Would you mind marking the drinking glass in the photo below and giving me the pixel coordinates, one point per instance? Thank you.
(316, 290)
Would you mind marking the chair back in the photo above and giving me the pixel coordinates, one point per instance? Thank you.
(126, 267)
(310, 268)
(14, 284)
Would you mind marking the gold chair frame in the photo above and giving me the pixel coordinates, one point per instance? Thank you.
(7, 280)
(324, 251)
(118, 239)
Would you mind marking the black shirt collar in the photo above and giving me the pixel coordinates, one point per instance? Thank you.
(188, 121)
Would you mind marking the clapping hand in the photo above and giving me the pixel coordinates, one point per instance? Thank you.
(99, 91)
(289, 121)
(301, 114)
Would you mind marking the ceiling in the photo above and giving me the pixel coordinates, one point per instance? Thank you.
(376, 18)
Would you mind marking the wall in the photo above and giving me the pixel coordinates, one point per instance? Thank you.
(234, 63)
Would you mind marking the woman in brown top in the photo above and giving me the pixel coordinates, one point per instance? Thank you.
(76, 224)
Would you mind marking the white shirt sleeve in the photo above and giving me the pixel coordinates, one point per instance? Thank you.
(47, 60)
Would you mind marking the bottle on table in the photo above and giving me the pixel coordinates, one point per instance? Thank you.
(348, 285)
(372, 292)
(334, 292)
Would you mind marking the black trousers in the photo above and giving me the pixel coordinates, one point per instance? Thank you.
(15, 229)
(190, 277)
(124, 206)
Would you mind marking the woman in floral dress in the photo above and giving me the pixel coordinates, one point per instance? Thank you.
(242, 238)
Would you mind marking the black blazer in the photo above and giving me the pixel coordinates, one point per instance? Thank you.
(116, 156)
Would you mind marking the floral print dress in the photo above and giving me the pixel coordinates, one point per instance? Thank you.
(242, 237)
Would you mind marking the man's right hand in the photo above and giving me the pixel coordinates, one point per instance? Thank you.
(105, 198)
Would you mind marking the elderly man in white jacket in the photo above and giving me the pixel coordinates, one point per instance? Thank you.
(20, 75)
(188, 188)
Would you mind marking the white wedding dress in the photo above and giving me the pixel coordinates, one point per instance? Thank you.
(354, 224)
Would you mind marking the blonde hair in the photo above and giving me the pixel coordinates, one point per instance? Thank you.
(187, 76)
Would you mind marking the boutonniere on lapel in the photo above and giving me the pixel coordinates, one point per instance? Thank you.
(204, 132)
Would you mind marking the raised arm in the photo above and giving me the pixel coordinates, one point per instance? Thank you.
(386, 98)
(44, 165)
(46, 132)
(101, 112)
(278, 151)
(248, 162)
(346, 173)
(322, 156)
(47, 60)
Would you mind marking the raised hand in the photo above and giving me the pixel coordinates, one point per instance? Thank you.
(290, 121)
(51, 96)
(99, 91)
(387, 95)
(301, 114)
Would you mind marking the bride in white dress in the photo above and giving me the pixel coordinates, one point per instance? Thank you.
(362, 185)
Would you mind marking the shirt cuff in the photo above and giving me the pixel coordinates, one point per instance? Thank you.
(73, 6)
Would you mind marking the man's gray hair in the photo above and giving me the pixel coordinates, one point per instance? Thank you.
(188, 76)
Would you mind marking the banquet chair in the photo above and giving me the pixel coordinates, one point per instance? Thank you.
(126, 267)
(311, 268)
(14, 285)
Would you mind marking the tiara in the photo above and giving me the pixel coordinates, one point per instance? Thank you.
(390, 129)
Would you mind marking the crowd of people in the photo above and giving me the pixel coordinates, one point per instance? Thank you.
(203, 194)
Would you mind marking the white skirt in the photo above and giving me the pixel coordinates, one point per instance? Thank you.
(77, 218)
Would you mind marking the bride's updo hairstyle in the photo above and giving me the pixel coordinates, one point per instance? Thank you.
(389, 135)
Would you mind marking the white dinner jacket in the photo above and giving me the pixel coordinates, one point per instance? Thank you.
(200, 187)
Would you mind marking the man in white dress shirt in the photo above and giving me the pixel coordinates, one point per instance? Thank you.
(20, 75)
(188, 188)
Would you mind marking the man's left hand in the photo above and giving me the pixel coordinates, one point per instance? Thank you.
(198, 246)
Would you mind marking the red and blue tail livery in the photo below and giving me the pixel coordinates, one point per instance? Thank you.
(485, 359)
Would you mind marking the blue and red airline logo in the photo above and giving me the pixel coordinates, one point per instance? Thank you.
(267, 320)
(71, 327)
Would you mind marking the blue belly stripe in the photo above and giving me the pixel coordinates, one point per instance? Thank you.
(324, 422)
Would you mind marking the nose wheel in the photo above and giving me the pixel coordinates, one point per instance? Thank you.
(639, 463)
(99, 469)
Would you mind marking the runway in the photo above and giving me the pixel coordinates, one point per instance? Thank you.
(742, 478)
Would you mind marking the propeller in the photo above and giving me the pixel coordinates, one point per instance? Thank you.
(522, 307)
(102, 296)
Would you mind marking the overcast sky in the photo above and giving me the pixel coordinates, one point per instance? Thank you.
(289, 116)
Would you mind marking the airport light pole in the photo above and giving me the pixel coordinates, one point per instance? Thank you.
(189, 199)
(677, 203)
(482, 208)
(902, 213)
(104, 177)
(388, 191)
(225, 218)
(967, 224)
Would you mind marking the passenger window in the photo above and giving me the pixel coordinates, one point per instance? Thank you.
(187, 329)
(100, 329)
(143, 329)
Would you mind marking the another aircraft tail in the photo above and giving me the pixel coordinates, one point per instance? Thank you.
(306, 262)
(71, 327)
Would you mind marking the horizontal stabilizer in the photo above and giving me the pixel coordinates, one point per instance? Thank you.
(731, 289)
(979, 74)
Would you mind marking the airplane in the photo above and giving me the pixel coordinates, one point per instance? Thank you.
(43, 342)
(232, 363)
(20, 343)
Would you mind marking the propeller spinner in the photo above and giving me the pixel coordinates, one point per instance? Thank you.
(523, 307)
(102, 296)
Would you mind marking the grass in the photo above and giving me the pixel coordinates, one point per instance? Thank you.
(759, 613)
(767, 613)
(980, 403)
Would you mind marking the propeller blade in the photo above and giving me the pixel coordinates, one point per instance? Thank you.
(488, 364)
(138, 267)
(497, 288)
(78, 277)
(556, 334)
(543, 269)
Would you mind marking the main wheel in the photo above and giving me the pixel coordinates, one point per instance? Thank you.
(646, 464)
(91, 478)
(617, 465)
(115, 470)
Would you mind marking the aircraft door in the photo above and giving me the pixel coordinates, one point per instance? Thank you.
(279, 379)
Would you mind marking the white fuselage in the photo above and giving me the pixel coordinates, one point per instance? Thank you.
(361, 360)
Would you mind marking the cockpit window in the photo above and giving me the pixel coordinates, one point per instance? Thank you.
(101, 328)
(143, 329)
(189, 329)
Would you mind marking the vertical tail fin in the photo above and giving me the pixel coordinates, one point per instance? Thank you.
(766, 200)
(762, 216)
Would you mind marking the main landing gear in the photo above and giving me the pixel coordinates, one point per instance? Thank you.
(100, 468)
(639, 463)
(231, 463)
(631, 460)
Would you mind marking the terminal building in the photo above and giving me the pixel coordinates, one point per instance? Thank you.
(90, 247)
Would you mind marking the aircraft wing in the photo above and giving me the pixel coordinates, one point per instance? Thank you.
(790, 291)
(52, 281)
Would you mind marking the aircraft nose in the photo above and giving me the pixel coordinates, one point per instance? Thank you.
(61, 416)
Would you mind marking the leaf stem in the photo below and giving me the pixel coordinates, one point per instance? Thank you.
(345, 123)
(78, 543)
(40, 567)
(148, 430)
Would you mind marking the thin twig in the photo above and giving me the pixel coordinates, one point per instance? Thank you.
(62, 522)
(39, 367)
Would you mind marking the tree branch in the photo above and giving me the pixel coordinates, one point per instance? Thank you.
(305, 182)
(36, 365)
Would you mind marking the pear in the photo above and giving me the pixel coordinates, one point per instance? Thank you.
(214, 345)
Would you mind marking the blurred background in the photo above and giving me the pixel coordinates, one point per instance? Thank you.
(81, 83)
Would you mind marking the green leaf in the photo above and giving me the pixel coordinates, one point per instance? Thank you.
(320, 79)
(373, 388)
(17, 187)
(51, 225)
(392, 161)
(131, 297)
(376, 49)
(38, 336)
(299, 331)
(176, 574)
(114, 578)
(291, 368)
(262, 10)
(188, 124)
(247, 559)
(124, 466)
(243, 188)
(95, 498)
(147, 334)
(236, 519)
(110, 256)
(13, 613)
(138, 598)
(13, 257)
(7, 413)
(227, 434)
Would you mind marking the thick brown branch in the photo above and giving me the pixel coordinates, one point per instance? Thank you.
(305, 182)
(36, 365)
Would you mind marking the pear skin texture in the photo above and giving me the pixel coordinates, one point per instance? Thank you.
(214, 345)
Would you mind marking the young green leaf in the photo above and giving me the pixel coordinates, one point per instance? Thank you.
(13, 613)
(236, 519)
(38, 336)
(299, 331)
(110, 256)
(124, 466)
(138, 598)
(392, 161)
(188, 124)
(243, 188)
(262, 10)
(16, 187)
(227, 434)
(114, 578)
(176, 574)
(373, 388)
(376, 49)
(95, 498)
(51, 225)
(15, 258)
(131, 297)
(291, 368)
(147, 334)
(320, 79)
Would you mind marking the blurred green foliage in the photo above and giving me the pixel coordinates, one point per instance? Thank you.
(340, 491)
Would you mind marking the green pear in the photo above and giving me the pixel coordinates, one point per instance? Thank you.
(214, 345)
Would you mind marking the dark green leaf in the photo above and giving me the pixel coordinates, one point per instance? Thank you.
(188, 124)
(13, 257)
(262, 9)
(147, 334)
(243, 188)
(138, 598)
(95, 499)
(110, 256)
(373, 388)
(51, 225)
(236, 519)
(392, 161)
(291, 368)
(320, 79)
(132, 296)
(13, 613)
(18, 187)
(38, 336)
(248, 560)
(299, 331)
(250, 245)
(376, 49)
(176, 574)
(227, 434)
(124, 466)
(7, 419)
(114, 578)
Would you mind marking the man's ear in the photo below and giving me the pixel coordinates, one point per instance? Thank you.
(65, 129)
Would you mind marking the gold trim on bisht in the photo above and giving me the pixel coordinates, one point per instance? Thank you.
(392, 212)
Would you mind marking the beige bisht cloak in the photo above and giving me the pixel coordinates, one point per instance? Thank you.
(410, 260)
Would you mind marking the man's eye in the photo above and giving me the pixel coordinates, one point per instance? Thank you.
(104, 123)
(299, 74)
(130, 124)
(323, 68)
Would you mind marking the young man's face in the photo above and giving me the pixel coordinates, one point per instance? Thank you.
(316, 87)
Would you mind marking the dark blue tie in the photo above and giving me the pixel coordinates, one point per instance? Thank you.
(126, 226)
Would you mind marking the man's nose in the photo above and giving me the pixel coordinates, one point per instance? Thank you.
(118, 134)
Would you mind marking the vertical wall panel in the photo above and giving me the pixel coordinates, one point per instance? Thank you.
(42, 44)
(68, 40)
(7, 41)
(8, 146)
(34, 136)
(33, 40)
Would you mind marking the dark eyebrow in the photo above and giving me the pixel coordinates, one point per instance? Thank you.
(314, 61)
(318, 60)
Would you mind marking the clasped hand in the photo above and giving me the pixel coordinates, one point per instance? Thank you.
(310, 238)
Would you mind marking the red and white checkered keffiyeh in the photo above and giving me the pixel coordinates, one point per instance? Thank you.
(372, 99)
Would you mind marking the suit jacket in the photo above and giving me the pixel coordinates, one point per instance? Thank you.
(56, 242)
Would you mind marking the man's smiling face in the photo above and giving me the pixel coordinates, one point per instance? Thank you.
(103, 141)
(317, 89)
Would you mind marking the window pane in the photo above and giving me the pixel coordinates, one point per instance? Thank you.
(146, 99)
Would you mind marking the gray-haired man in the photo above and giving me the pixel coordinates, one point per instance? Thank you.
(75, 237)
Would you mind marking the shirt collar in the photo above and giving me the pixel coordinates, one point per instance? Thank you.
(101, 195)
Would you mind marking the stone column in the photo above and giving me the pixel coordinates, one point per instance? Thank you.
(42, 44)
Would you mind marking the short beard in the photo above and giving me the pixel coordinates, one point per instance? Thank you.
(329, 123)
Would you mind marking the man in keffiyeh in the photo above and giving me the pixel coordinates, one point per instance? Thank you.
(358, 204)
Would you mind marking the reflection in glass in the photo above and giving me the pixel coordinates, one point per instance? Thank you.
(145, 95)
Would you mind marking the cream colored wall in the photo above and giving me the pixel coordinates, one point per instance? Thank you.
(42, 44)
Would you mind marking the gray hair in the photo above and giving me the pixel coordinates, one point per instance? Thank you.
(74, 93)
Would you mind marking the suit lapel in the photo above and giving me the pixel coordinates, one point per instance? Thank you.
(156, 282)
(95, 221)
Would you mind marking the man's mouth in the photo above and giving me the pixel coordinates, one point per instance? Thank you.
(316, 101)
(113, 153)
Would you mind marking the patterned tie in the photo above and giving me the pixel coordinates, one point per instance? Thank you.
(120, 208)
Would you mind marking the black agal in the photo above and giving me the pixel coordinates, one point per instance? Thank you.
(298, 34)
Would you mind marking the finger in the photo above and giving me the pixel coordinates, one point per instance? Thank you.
◇ ◇ ◇ ◇ ◇
GOAL:
Every line from the one containing "Would you mind marking the gray hair" through the last line of the entries must be written out verbatim, and no other line.

THE REPLY:
Would you mind marking the gray hair in the photo above and giving me the pixel coordinates, one point per instance? Thank you.
(74, 93)
Would you mind marking the suit lapel in the photo above and giving me the pixel coordinates, one point per instance? Thank you.
(156, 282)
(95, 221)
Would you mind marking the man's mouth in the photo above and giving me the pixel coordinates, one point per instance? Thank you.
(316, 101)
(113, 153)
Would you mind marking the patterned tie in the photo above and giving me the pixel coordinates, one point per instance? Thank you.
(120, 208)
Would you mind marking the black agal in the photo above and giving me the pixel coordinates, one point per instance? Thank you.
(298, 34)
Would you mind marking the finger in the photo above and giving me the pixel coordinates, one point per instance? Thank you.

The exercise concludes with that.